» **Your instructions**: The output should be identical to the entries that follow.

BEGIN Input material

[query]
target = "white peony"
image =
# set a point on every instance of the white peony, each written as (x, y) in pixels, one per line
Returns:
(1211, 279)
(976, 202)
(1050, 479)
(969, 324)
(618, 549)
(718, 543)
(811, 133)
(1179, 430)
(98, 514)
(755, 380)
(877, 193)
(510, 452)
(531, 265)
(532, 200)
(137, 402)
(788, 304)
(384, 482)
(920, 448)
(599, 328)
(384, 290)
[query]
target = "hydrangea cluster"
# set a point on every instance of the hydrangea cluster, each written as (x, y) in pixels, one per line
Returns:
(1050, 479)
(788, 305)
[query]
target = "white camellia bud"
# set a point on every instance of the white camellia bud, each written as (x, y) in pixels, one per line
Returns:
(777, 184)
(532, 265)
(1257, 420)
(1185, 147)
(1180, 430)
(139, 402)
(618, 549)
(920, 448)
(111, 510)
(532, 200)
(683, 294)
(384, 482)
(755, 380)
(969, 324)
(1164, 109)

END Input material

» **Response to this task**:
[query]
target = "white peony"
image =
# set a point on every instance of the white peony, each written as (x, y) in pixels, one per line
Returns:
(1211, 279)
(976, 202)
(1050, 479)
(969, 324)
(618, 549)
(718, 543)
(811, 133)
(1179, 430)
(98, 514)
(755, 380)
(877, 193)
(510, 452)
(531, 265)
(532, 200)
(137, 402)
(788, 304)
(384, 482)
(920, 448)
(599, 328)
(384, 290)
[query]
target = "hydrangea cluster"
# set a point on every instance of the hydrangea cluster, each written as (x, y) in pixels, one per line
Returns:
(1050, 479)
(788, 305)
[query]
target = "white camellia bud"
# set a point on every instance of the white camellia bud, each written as (x, y) in pixels, one per line
Returns:
(777, 184)
(532, 265)
(1257, 420)
(1185, 147)
(1180, 430)
(139, 402)
(618, 549)
(920, 448)
(111, 510)
(532, 200)
(683, 294)
(384, 482)
(755, 380)
(969, 324)
(1164, 109)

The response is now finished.